== Given passage ==

Mitochondria-derived Reactive Oxygen Species Mediate Blue Light-induced Death of Retinal Pigment Epithelial Cells


  • Posted on the website on 29 March 2004

*To whom correspondence should be addressed: F.M. Kirby Center for Molecular Ophthalmology, Scheie Eye Institute, University of Pennsylvania, 305 Stellar Chance Labs, 422 Curie Boulevard, Philadelphia, PA 19104, USA. Fax: 215-573-3918; e-nmail:


Throughout the lifetime of an individual, light is focused onto the retina. The resulting photooxidative stress can cause acute or chronic retinal damage. The pathogenesis of age-related macular degeneration (AMD), the leading cause of legal blindness in the developed world, involves oxidative stress and death of the retinal pigment epithelium (RPE) followed by death of the overlying photoreceptors. Evidence suggests that damage due to exposure to light plays a role in AMD and other age-related eye diseases. In this work a system for lightinduced damage and death of the RPE, based on the human ARPE-19 cell line, was used. Induction of mitochondriaderived reactive oxygen species (ROS) is shown to play a critical role in the death of cells exposed to short-wavelength blue light (425 ± 20 nm). ROS and cell death are blocked either by inhibiting the mitochondrial electron transport chain or by mitochondria-specific antioxidants. These results show that mitochondria are an important source of toxic oxygen radicals in blue light-exposed RPE cells and may indicate new approaches for treating AMD using mitochondria-targeted antioxidants.

===
== Source material ==

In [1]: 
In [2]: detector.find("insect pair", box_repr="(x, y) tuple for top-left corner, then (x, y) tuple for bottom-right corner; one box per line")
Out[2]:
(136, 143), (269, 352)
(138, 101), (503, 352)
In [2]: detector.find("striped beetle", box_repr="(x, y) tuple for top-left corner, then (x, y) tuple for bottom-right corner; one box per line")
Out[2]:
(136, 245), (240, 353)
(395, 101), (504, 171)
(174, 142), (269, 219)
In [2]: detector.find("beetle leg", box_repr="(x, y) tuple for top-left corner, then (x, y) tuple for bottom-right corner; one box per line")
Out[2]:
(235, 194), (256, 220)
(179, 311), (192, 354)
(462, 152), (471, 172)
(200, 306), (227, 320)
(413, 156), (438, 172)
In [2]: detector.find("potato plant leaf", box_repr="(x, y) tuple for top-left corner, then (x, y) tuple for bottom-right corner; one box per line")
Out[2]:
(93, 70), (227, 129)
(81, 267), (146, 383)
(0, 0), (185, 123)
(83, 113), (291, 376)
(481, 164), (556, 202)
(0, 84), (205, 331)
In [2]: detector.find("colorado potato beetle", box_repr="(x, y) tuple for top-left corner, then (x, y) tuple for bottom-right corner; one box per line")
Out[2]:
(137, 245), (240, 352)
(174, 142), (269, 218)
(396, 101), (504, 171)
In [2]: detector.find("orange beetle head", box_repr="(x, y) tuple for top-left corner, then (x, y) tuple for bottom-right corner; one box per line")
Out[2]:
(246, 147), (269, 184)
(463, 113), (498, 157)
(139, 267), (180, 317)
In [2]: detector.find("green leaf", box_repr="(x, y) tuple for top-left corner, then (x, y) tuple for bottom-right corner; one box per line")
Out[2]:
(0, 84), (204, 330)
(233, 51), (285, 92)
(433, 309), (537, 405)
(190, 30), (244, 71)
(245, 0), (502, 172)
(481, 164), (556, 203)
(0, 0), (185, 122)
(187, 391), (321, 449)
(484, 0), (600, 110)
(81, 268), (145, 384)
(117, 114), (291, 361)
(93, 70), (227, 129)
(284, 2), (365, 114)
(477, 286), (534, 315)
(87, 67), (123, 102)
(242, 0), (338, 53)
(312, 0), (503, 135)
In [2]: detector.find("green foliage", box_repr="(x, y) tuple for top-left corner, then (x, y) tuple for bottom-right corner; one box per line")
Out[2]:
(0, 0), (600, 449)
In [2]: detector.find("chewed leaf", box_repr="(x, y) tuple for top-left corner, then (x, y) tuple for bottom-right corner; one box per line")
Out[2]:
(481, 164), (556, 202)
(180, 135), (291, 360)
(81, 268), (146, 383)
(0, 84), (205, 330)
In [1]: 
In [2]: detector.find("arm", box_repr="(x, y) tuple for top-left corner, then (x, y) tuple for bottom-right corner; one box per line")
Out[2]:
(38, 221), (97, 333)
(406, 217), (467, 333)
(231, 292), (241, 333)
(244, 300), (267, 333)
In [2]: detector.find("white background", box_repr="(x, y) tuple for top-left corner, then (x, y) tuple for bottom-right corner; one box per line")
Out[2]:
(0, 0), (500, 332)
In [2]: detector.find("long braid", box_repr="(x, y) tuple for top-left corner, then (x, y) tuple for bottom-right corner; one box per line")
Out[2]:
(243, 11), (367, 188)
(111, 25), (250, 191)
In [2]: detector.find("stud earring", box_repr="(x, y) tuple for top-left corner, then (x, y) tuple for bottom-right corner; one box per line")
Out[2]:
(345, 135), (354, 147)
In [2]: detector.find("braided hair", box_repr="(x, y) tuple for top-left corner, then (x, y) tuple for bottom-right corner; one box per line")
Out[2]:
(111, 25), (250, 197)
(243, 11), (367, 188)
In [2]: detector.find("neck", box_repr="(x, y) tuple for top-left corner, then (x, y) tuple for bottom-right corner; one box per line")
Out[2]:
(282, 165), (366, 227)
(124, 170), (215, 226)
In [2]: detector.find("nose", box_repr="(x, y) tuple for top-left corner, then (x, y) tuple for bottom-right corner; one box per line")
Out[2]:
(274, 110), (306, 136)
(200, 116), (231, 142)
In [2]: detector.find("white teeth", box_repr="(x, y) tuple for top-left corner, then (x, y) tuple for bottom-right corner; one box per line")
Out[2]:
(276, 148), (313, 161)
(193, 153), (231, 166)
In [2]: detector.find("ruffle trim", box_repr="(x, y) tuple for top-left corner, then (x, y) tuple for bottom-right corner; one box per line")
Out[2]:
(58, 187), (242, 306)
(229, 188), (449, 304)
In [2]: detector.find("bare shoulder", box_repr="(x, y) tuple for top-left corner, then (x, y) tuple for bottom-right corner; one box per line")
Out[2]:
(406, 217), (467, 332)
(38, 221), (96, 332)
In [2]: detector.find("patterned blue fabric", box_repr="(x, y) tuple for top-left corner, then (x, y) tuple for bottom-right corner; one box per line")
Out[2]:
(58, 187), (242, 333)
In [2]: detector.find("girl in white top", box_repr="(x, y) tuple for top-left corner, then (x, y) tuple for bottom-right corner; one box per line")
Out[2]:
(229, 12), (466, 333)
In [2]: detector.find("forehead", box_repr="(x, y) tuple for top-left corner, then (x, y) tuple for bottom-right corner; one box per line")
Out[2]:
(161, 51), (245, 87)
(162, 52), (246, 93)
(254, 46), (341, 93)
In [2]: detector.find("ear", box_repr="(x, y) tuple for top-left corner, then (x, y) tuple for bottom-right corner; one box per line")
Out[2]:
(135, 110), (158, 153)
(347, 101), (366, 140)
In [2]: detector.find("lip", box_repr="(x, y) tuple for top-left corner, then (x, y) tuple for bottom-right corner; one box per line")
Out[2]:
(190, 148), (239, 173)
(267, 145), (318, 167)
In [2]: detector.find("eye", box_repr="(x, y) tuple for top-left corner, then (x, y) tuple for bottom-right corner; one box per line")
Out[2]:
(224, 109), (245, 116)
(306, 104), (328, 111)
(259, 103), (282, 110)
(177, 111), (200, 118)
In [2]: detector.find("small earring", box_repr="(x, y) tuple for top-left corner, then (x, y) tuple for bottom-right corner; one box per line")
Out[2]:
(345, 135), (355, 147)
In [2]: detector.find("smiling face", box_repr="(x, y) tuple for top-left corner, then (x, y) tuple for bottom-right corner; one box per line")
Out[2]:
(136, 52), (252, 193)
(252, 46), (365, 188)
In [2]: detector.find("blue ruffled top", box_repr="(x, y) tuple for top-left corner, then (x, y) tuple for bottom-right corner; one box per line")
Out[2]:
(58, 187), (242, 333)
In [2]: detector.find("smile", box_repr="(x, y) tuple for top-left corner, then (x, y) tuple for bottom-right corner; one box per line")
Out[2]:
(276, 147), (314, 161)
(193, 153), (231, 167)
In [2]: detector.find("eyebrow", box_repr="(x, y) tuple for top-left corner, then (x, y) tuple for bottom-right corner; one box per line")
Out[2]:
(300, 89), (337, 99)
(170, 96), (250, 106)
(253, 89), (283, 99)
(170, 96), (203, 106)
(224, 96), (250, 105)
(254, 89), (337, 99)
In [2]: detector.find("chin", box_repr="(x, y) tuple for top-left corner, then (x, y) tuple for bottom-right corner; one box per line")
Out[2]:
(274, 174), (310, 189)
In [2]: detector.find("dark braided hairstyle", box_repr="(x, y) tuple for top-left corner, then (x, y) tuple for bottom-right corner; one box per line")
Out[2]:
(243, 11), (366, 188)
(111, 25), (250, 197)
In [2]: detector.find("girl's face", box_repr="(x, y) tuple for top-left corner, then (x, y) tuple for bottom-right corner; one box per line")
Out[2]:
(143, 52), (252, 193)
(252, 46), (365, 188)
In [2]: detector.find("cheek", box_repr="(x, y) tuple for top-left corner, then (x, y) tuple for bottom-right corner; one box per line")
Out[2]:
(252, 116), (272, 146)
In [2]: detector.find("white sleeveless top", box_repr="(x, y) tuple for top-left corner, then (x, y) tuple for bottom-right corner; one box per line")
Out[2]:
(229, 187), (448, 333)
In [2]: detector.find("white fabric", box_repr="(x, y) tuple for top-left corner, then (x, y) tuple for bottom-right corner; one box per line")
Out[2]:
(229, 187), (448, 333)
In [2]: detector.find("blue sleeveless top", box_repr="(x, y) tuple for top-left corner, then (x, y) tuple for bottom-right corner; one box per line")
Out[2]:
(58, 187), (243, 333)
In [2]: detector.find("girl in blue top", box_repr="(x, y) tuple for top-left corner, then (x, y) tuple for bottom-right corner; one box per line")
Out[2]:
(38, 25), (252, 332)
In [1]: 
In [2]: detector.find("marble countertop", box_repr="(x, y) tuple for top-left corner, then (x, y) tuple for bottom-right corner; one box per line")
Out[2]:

===

Answer from the retinal abstract:
(a) On what date was it posted on the website?
(b) What condition does it call the leading cause of legal blindness in the developed world?
(c) On which human cell line was the light-damage system based?
The lines come from a different source than the retinal abstract.

(a) 29 March 2004
(b) Age-related macular degeneration (AMD)
(c) ARPE-19